_Exercise directions_: Please write out the listing again word for word, starting from its beginning and going on through the line with "The layout is", that line included. Leave the pictures out of your answer.

--- START OF Given data ---

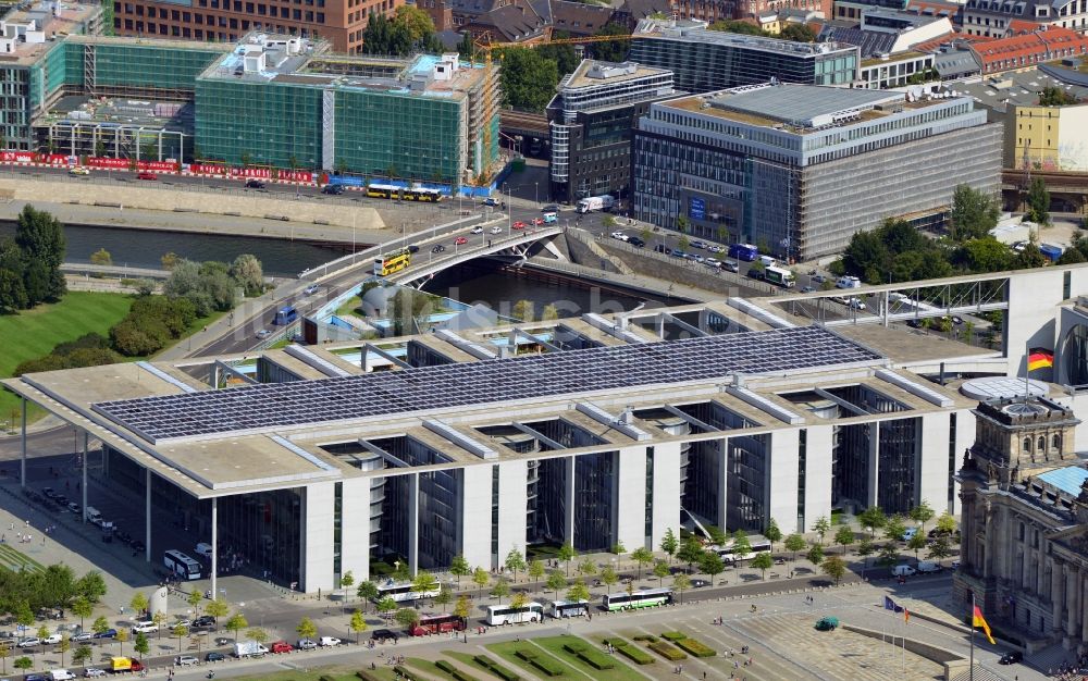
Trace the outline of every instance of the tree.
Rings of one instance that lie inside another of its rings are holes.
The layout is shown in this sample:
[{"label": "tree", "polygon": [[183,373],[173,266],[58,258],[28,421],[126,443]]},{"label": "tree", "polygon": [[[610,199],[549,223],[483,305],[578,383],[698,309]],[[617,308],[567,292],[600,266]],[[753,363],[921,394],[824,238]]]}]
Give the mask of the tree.
[{"label": "tree", "polygon": [[876,531],[885,527],[888,522],[888,517],[885,516],[883,509],[879,506],[870,506],[863,510],[857,516],[857,521],[862,523],[862,527],[869,531],[869,537],[876,536]]},{"label": "tree", "polygon": [[[607,36],[629,36],[631,32],[623,24],[608,22],[602,26],[596,34],[598,37]],[[621,62],[627,60],[627,53],[631,49],[631,41],[626,38],[615,40],[602,40],[592,45],[593,55],[606,62]]]},{"label": "tree", "polygon": [[136,615],[143,615],[148,608],[147,596],[140,592],[136,592],[133,594],[132,600],[128,602],[128,607],[135,610]]},{"label": "tree", "polygon": [[480,595],[483,595],[483,587],[491,581],[491,575],[483,568],[477,568],[472,572],[472,583],[480,587]]},{"label": "tree", "polygon": [[57,652],[61,654],[61,667],[64,666],[64,654],[72,649],[72,640],[67,634],[61,635],[61,642],[57,644]]},{"label": "tree", "polygon": [[567,590],[567,600],[589,600],[590,599],[590,587],[585,585],[582,580],[574,580],[574,583],[570,585]]},{"label": "tree", "polygon": [[435,605],[442,606],[442,611],[446,611],[446,606],[454,602],[454,590],[449,587],[449,584],[443,584],[438,587],[438,595],[434,597]]},{"label": "tree", "polygon": [[926,523],[934,519],[935,512],[929,502],[922,499],[920,504],[911,509],[910,516],[911,520],[920,524],[922,531],[925,532]]},{"label": "tree", "polygon": [[726,571],[726,561],[716,552],[708,550],[700,559],[698,569],[706,573],[710,578],[710,583],[714,584],[715,578]]},{"label": "tree", "polygon": [[221,617],[226,617],[226,614],[231,611],[231,606],[226,604],[222,597],[209,600],[205,606],[205,614],[219,619]]},{"label": "tree", "polygon": [[67,290],[61,272],[66,242],[60,221],[30,205],[24,206],[15,220],[15,245],[23,255],[28,305],[60,299]]},{"label": "tree", "polygon": [[698,562],[698,559],[702,557],[703,545],[700,544],[698,540],[694,536],[685,538],[683,544],[680,545],[680,550],[677,552],[677,559],[680,560],[680,562],[687,562],[689,571],[691,570],[691,567]]},{"label": "tree", "polygon": [[654,577],[657,578],[657,585],[662,586],[665,583],[665,578],[669,575],[669,564],[664,560],[658,560],[654,564]]},{"label": "tree", "polygon": [[456,615],[461,619],[468,619],[471,610],[472,610],[472,599],[465,594],[458,596],[457,603],[454,605],[454,615]]},{"label": "tree", "polygon": [[683,605],[683,592],[684,590],[691,589],[691,580],[688,579],[688,575],[684,574],[683,572],[673,575],[672,589],[680,592],[680,605]]},{"label": "tree", "polygon": [[181,653],[182,652],[182,639],[184,639],[185,636],[189,635],[189,628],[186,627],[185,624],[174,624],[174,628],[173,628],[173,630],[171,630],[171,633],[173,635],[177,636],[177,652]]},{"label": "tree", "polygon": [[72,614],[79,618],[79,629],[83,629],[84,619],[90,617],[95,611],[95,606],[91,605],[90,598],[79,594],[72,602]]},{"label": "tree", "polygon": [[763,581],[767,581],[767,570],[775,565],[771,560],[770,554],[764,552],[762,554],[756,554],[755,558],[752,559],[752,567],[758,569],[763,573]]},{"label": "tree", "polygon": [[782,531],[779,529],[778,523],[771,518],[770,522],[767,523],[767,529],[763,531],[763,535],[767,537],[770,542],[770,550],[775,550],[775,542],[782,541]]},{"label": "tree", "polygon": [[578,552],[571,546],[570,542],[567,542],[559,547],[559,552],[556,554],[556,558],[561,560],[567,566],[567,577],[570,577],[570,561],[578,557]]},{"label": "tree", "polygon": [[665,531],[665,536],[662,537],[662,550],[669,557],[669,562],[672,562],[672,557],[676,556],[678,548],[680,548],[680,543],[677,541],[672,528],[669,528]]},{"label": "tree", "polygon": [[918,552],[926,547],[926,535],[922,532],[915,532],[914,536],[907,541],[906,547],[914,552],[914,559],[917,560]]},{"label": "tree", "polygon": [[544,577],[545,572],[544,562],[541,561],[540,559],[532,560],[529,564],[529,568],[526,572],[534,582],[536,582],[537,585],[540,585],[541,578]]},{"label": "tree", "polygon": [[601,581],[604,582],[605,587],[608,590],[608,593],[610,594],[611,587],[615,586],[616,583],[619,581],[619,575],[616,574],[616,570],[613,569],[610,565],[606,565],[604,568],[601,569]]},{"label": "tree", "polygon": [[562,575],[562,572],[558,570],[552,570],[548,572],[547,581],[544,583],[544,591],[551,591],[559,597],[559,590],[567,585],[567,578]]},{"label": "tree", "polygon": [[370,580],[359,582],[359,587],[355,590],[355,595],[362,598],[362,609],[366,611],[367,602],[373,600],[378,597],[378,584],[371,582]]},{"label": "tree", "polygon": [[113,257],[110,255],[110,251],[99,248],[90,253],[90,263],[108,268],[113,264]]},{"label": "tree", "polygon": [[411,630],[412,627],[419,623],[419,610],[416,608],[400,608],[393,616],[393,619],[405,629]]},{"label": "tree", "polygon": [[518,581],[518,571],[526,569],[526,556],[515,546],[510,553],[506,554],[506,561],[503,564],[507,570],[514,572],[514,581]]},{"label": "tree", "polygon": [[498,605],[503,605],[503,598],[510,595],[510,582],[506,578],[498,578],[491,586],[491,595],[498,598]]},{"label": "tree", "polygon": [[555,94],[555,86],[559,83],[559,67],[536,50],[508,48],[503,50],[499,82],[504,106],[540,113]]},{"label": "tree", "polygon": [[893,542],[899,542],[903,538],[903,534],[906,533],[906,522],[903,517],[895,513],[888,519],[885,523],[885,538],[891,540]]},{"label": "tree", "polygon": [[1077,98],[1060,87],[1048,85],[1039,91],[1040,107],[1065,107],[1077,103]]},{"label": "tree", "polygon": [[990,195],[970,188],[969,185],[956,185],[952,193],[952,212],[949,222],[952,226],[952,239],[966,242],[989,236],[990,230],[998,226],[1000,211]]},{"label": "tree", "polygon": [[939,518],[937,518],[937,532],[939,534],[955,533],[955,518],[953,518],[948,511],[944,511]]},{"label": "tree", "polygon": [[791,535],[789,535],[789,536],[786,537],[786,544],[784,544],[784,546],[786,546],[786,550],[788,550],[788,552],[790,552],[792,554],[792,556],[790,557],[790,560],[796,560],[798,559],[798,552],[799,550],[804,550],[804,548],[805,548],[805,546],[807,546],[807,544],[805,543],[805,537],[801,536],[800,534],[791,534]]},{"label": "tree", "polygon": [[237,643],[238,632],[245,629],[246,627],[249,627],[249,622],[246,621],[245,615],[243,615],[242,612],[235,612],[234,615],[231,616],[231,619],[226,620],[226,623],[223,626],[226,628],[227,631],[234,632],[234,642]]},{"label": "tree", "polygon": [[461,578],[471,574],[472,568],[469,567],[469,561],[465,559],[465,556],[458,554],[449,562],[449,573],[457,578],[457,585],[460,586]]},{"label": "tree", "polygon": [[[393,599],[390,598],[390,600]],[[395,609],[396,605],[394,605],[393,607]],[[318,626],[314,624],[313,620],[311,620],[310,618],[304,617],[302,619],[298,620],[298,626],[295,627],[295,633],[298,634],[299,639],[309,639],[312,641],[313,639],[318,637]]]},{"label": "tree", "polygon": [[147,636],[143,631],[136,633],[136,642],[133,643],[133,649],[139,654],[140,659],[144,659],[144,656],[151,651],[151,644],[148,643]]},{"label": "tree", "polygon": [[952,547],[949,546],[949,538],[943,534],[939,534],[934,543],[929,545],[929,552],[926,554],[928,560],[943,560],[952,555]]},{"label": "tree", "polygon": [[654,554],[645,546],[640,546],[631,552],[631,559],[639,566],[639,579],[642,579],[642,569],[654,561]]},{"label": "tree", "polygon": [[203,595],[199,591],[196,589],[190,591],[185,602],[189,604],[190,608],[193,608],[193,615],[200,615],[200,606],[203,605]]},{"label": "tree", "polygon": [[839,580],[846,573],[846,561],[838,556],[828,556],[820,565],[824,574],[834,578],[834,585],[839,585]]},{"label": "tree", "polygon": [[1037,224],[1050,224],[1050,191],[1047,190],[1047,183],[1042,177],[1031,178],[1031,185],[1027,189],[1027,212],[1024,220]]},{"label": "tree", "polygon": [[854,543],[854,531],[850,525],[839,525],[834,532],[834,543],[842,546],[842,555],[846,555],[846,547]]},{"label": "tree", "polygon": [[438,589],[438,578],[434,574],[428,572],[426,570],[420,570],[416,573],[416,579],[411,581],[411,590],[418,594],[425,594],[436,591]]},{"label": "tree", "polygon": [[816,42],[816,34],[807,24],[787,24],[778,34],[782,40],[793,40],[794,42]]}]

--- END OF Given data ---

_Written solution_:
Trace the outline of every instance of the tree.
Rings of one instance that lie inside another of its rings are holes.
The layout is shown in this sample:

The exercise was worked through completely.